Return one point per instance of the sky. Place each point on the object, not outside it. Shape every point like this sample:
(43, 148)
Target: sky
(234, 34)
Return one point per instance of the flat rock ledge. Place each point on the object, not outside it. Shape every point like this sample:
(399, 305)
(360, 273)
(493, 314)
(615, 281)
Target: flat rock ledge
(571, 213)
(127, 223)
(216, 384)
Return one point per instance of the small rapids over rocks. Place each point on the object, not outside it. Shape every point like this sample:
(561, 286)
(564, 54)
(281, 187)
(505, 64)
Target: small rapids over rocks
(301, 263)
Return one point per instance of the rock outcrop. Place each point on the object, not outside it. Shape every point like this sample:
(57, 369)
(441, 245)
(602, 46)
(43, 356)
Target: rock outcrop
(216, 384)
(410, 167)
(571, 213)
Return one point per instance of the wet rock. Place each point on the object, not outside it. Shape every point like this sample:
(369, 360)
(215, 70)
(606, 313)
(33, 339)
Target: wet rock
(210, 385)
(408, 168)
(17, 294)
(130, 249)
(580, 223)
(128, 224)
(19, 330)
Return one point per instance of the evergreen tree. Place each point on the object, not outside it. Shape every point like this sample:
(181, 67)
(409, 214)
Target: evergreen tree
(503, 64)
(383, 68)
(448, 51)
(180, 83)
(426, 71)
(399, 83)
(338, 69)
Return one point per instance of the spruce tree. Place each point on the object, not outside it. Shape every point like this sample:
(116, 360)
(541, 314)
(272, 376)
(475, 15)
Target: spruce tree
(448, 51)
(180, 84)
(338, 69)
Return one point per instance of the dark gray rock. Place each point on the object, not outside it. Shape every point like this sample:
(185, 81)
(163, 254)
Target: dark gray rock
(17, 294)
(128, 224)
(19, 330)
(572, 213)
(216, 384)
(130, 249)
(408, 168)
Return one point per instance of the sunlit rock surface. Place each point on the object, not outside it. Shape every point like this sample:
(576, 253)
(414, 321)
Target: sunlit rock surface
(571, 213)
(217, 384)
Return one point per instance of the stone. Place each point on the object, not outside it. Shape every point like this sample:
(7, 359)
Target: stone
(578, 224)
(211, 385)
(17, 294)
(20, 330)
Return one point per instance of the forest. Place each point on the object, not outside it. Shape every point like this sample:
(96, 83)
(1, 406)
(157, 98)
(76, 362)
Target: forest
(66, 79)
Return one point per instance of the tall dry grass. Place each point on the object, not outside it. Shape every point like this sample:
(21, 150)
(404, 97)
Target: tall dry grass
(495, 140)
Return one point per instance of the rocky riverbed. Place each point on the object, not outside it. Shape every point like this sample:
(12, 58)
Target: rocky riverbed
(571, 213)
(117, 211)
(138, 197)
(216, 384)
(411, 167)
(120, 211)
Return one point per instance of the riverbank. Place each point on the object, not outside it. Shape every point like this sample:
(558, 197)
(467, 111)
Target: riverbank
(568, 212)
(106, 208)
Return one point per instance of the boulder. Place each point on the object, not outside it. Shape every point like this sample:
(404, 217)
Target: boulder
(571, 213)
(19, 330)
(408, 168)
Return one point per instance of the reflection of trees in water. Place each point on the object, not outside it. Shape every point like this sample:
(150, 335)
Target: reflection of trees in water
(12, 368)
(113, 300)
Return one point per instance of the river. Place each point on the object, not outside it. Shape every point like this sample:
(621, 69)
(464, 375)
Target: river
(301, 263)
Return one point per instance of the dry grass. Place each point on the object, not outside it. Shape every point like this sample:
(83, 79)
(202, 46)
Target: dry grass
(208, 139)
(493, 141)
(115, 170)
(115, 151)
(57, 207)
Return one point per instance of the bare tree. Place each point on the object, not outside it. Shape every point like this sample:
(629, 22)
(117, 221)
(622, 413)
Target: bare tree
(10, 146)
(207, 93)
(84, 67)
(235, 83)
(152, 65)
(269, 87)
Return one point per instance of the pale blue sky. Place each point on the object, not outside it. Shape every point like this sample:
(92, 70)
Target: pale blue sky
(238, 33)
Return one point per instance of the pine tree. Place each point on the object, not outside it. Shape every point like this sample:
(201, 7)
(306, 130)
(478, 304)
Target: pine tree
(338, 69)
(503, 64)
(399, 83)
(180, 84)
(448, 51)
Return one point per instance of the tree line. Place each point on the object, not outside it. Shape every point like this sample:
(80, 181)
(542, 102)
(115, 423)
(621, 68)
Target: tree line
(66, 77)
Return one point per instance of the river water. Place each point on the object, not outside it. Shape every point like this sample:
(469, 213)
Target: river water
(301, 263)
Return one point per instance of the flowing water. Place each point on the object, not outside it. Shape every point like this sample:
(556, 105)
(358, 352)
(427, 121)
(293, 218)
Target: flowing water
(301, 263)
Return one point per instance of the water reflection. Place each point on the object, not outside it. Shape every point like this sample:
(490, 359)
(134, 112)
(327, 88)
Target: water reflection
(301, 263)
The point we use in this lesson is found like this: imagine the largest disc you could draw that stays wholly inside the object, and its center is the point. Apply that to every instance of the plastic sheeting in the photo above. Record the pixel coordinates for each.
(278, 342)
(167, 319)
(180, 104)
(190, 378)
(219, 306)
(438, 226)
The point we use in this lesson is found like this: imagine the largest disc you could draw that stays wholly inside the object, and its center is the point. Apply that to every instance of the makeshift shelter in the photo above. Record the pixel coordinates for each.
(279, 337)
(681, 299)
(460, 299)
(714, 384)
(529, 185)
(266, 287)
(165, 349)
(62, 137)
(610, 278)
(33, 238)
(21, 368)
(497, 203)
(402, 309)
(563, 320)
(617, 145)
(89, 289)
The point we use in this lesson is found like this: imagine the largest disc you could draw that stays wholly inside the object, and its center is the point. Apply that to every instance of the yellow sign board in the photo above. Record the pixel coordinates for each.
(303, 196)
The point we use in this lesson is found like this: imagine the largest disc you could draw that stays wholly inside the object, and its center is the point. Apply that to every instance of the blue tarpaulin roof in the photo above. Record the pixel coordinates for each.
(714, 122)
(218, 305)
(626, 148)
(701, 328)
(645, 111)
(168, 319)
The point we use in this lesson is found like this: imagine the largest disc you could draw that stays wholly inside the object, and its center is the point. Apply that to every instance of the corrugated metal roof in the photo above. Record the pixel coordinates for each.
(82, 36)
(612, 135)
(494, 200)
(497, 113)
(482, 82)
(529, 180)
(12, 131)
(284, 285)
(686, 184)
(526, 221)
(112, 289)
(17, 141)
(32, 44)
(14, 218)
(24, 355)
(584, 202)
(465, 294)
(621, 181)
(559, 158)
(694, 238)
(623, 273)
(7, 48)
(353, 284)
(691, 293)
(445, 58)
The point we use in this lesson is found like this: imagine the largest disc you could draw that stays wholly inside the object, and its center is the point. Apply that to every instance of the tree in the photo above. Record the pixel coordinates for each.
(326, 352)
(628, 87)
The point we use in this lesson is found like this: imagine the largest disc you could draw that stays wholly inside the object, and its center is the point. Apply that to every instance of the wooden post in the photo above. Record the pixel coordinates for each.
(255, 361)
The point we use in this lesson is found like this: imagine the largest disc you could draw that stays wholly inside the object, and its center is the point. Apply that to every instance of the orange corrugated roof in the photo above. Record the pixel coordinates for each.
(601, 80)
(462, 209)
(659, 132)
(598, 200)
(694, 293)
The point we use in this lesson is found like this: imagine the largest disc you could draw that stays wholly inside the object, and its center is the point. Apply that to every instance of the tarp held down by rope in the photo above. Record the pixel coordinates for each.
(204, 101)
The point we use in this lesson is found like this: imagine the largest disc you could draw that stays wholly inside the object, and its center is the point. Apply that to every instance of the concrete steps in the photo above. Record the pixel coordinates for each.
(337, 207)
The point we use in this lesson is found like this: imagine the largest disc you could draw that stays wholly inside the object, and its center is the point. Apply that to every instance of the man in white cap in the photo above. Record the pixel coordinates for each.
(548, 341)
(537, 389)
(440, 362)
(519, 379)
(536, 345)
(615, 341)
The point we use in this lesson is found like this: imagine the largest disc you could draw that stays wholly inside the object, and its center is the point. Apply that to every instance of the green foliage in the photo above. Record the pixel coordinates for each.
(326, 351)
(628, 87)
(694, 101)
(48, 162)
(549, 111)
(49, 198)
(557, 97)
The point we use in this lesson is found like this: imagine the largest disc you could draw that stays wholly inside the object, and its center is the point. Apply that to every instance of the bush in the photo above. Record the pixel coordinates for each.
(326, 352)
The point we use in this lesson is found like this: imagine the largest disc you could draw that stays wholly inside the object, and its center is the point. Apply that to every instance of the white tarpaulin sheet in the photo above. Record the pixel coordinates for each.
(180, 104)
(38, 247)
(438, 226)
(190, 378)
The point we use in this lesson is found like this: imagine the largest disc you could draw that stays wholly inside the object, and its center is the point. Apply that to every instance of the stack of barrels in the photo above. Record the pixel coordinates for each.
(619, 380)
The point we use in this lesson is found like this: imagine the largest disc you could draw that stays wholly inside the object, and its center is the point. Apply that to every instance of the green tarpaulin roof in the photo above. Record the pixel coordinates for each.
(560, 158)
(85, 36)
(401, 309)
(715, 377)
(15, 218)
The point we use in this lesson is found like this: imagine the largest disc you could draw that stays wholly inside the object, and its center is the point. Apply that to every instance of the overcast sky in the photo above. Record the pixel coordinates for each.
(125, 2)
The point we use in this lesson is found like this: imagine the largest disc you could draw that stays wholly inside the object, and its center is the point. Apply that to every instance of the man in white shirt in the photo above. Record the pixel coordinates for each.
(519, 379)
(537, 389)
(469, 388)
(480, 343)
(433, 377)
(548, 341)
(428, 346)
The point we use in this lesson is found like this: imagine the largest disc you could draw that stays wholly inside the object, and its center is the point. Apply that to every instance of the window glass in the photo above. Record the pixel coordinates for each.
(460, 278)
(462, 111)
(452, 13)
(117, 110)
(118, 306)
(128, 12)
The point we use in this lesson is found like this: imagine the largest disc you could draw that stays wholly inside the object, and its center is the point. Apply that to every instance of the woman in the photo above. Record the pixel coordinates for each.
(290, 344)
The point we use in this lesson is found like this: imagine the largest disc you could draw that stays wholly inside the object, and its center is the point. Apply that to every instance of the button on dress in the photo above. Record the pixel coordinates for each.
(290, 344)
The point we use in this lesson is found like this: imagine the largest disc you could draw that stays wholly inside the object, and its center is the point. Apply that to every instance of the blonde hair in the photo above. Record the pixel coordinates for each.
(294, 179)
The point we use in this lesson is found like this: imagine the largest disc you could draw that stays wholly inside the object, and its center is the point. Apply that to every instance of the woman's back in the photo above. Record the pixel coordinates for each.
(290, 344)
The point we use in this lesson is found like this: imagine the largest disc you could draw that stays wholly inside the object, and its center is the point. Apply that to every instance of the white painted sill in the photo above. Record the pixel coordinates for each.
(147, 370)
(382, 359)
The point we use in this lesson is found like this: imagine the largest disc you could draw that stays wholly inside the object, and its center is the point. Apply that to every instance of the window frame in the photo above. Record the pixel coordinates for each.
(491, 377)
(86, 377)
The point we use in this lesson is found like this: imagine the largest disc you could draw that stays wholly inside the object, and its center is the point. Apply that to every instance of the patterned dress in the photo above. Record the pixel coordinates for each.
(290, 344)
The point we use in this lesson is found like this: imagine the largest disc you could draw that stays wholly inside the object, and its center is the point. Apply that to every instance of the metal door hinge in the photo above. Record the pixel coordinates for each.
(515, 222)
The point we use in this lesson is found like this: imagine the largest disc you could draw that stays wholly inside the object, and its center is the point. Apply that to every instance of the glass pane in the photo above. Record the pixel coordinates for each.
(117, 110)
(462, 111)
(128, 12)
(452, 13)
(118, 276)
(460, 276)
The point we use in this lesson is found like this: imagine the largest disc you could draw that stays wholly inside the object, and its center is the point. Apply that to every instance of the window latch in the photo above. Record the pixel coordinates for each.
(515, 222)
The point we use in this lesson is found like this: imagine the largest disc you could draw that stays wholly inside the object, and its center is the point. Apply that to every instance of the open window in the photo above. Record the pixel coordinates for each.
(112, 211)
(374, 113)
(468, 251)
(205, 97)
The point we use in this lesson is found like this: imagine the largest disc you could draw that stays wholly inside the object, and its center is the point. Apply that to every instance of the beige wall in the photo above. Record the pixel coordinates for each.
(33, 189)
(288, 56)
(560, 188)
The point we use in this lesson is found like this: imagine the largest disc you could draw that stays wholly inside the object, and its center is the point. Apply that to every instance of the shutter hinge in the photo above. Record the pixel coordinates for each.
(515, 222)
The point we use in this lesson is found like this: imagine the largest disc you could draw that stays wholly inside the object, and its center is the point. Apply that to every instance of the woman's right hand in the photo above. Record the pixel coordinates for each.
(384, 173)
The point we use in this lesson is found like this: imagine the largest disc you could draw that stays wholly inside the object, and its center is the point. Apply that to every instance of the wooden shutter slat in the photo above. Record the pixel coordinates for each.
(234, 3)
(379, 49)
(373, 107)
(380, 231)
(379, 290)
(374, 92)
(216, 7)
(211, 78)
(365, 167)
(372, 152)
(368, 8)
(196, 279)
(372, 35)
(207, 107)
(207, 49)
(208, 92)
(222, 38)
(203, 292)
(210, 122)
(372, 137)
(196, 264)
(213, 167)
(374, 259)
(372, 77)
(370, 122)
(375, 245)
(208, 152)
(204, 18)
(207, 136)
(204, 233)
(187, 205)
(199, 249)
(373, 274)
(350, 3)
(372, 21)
-------
• Task to complete
Nothing outside the span should appear: transcribe the lines from the one containing "of the shutter" through the last line of the records.

• Result
The point we use in this lesson is found like this: imagine the largest disc you could draw that stays wholly inside the object, and its center is the point. Apply that to every instance of the shutter hinge in the photo above. Record the pixel coordinates for each.
(515, 222)
The point we use in this lesson is found like this: imagine the largest disc you could draw that stays wholly inside the object, and its center is the point. Apply that to every instance of the woman's right hand in the photo above. Record the pixel coordinates for each.
(384, 173)
The point we use in this lesson is found like this: imagine the largest disc you could draw that stays wholly inside the object, and its center is the point. Apply that to every instance of the wooden shutter slat in the photo above. Record the pixel coordinates for each.
(234, 3)
(379, 49)
(373, 107)
(380, 231)
(379, 290)
(374, 92)
(216, 7)
(211, 78)
(365, 167)
(372, 152)
(368, 8)
(196, 279)
(372, 35)
(207, 107)
(207, 49)
(208, 92)
(222, 38)
(203, 292)
(210, 122)
(372, 137)
(196, 264)
(213, 167)
(374, 259)
(372, 77)
(370, 122)
(375, 245)
(208, 152)
(204, 18)
(207, 136)
(204, 233)
(187, 205)
(199, 249)
(373, 274)
(350, 3)
(372, 21)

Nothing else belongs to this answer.